• _Artigo_:
Mas a Igreja Católica não está sozinha nessa perseguição ao tesão feminino. Em todas as culturas patriarcalistas o feminino é reprimido e o tesão das mulheres então, nem se fala. Essas sociedades fazem de conta que suas mulheres não sentem desejo, não pensam em sexo, e assim tratam de convencê-las de que mulher deve apenas casar, ser uma esposa prendada e fiel, cuidar do marido e dos filhos… E isso não se discute, tá, minha senhora, é assim porque Deus quer, e agora reze dois pai-nossos e três ave-marias pra senhora tirar esses pensamentos malignos da cabeça.

O mais triste é que a maioria das mulheres dessas tais sociedades, ao menos no nível da consciência, realmente se convence de que seu desejo sexual é algo errado. E como não se discute o assunto, pronto, está criado o tabu, um bicho que se alimenta do silêncio. E se o desejo feminino é um tabu, o prazer feminino é um tabu ainda maior…

– Senhores do Conselho. Não podemos permitir que esse assunto seja sequer comentado. Perderemos as rédeas de nossos casamentos se as mulheres descobrirem que podem ter prazer.

• _Registros apresentados_:
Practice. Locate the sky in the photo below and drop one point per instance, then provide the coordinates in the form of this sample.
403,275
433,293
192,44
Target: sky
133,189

• _Lista de tarefas_:
[1] Por favor, extraia do artigo o trecho entre "O mais triste" e "podem ter prazer.", inclusive.
[2] Liste tudo o que, segundo o artigo, as sociedades patriarcalistas tentam convencer as mulheres de que devem fazer.
[3] Segundo o artigo, do que se alimenta o tabu?

• _Respostas corretas_:
[1]
O mais triste é que a maioria das mulheres dessas tais sociedades, ao menos no nível da consciência, realmente se convence de que seu desejo sexual é algo errado. E como não se discute o assunto, pronto, está criado o tabu, um bicho que se alimenta do silêncio. E se o desejo feminino é um tabu, o prazer feminino é um tabu ainda maior…

– Senhores do Conselho. Não podemos permitir que esse assunto seja sequer comentado. Perderemos as rédeas de nossos casamentos se as mulheres descobrirem que podem ter prazer.

[2] Casar; ser uma esposa prendada e fiel; cuidar do marido; cuidar dos filhos.

[3] Do silêncio.